## Records for the exercise
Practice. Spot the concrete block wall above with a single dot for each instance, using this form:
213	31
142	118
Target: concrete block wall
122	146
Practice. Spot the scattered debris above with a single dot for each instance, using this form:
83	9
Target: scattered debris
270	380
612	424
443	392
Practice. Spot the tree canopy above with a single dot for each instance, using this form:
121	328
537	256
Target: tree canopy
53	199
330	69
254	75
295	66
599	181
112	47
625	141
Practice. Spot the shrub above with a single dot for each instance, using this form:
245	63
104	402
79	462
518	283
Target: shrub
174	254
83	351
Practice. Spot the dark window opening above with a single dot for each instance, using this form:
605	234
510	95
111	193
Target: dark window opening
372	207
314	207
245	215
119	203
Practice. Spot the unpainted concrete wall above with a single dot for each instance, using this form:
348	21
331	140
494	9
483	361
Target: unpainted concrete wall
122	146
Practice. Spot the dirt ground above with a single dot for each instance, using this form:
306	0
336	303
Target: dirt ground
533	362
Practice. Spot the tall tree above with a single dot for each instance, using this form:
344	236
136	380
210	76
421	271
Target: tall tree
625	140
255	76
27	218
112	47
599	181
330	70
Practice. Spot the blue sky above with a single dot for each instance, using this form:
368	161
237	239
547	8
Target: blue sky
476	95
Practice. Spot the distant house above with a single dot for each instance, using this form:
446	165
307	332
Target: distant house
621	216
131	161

## Exercise aim
Reproduce all of the data above line for line, changing nothing.

## Answer to the problem
Practice. Spot the concrete block wall above with a single dot for each instance, using this form:
213	31
142	118
Target: concrete block wall
122	146
Practice. Spot the scattered debris above with a single dot for each instance, using this form:
83	9
Target: scattered debris
270	380
612	424
443	392
Practice. Spot the tree canopy above with a single dot for each instance, using this form:
121	328
537	256
Target: tree canopy
53	199
330	69
254	75
295	66
599	181
112	47
625	141
Practice. Spot the shrub above with a single dot for each instance, using this form:
245	63
104	402
79	462
518	283
Target: shrub
174	254
83	351
Practice. Spot the dark window opening above with a single dot for each instance, using this form:
605	234
510	95
111	193
Target: dark window opening
372	207
314	207
245	215
119	203
Practice. Spot the unpainted concrete wall above with a single dot for each instance, using this form:
348	21
331	140
494	9
483	361
Target: unpainted concrete wall
122	146
Practice. Spot the dirt ground above with a single dot for each instance, using this form:
306	0
336	303
Target: dirt ground
533	362
Practice. Spot the tall tree above with a single dot for each instance, using this form:
344	236
136	380
210	76
421	271
Target: tall tree
625	140
255	76
27	218
112	47
599	181
330	70
Practice. Spot the blue sky above with a single dot for each instance, using this form:
368	161
237	239
547	8
Target: blue sky
476	95
Practice. Spot the distant house above with a single dot for each instance, using this form:
446	165
307	332
Target: distant house
621	216
131	161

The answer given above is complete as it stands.